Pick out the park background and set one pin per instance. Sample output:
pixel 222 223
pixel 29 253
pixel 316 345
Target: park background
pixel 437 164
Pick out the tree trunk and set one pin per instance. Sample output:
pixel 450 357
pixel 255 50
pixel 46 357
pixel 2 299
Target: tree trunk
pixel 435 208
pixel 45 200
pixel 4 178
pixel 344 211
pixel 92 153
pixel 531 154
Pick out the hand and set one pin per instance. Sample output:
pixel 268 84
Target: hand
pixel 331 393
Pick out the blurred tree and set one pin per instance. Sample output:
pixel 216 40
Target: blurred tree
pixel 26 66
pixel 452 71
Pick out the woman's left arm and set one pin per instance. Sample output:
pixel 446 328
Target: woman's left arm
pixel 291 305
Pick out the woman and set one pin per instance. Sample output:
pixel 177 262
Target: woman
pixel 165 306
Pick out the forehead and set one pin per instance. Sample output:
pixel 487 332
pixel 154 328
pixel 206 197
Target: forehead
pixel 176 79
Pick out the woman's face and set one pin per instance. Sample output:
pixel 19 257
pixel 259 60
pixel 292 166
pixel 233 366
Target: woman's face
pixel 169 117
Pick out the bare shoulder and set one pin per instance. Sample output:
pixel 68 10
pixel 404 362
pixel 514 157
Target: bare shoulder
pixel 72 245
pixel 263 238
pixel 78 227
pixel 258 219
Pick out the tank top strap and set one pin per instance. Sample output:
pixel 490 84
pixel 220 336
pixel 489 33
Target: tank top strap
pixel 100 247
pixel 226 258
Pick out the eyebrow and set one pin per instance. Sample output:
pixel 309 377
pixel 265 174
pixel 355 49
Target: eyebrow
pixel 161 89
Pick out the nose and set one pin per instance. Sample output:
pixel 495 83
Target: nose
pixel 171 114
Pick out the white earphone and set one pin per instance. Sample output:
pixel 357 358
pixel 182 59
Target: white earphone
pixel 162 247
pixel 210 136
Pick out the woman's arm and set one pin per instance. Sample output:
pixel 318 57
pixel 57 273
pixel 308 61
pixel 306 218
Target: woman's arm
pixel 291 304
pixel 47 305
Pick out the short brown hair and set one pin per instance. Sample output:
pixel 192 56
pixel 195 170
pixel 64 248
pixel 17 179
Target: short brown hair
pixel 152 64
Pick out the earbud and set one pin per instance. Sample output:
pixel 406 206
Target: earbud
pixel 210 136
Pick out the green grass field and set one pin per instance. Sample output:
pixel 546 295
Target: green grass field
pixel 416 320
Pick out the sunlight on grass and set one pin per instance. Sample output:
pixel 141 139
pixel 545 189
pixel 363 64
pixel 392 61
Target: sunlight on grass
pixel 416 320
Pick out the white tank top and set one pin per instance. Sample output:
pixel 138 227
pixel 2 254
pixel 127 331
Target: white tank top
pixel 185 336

= Goal of the exercise =
Set out the lines of the records, from the line containing "Pick out the bare" up to and including the line containing "pixel 258 219", as a numbered list, leaving out any blank lines. Include no other lines.

= The response =
1. Pick out the bare shoulder and set one pin per instance. Sample output:
2. pixel 68 10
3. pixel 404 362
4. pixel 514 157
5. Target: bare shoulder
6. pixel 72 245
7. pixel 263 238
8. pixel 78 227
9. pixel 258 219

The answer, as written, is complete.